(Stored data)
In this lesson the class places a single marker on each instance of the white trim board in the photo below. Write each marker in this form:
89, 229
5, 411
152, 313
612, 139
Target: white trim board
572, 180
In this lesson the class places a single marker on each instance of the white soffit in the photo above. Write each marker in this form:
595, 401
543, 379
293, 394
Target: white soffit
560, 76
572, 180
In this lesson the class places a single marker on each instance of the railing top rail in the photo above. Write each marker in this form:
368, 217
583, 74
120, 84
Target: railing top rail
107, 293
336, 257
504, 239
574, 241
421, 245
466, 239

Problem to work on:
Starting at the line that contains "of the railing" and running through the end of the records, rewrite those lines with "railing top rail" swapped for "deck handrail" and everything else left as it is.

Output of the task:
In this lesson the class places a single marker on each instance of the deck handrail in the photo above. Write each marker in this form:
368, 217
583, 74
120, 84
Target: deck handrail
107, 293
336, 257
504, 239
574, 241
421, 245
466, 239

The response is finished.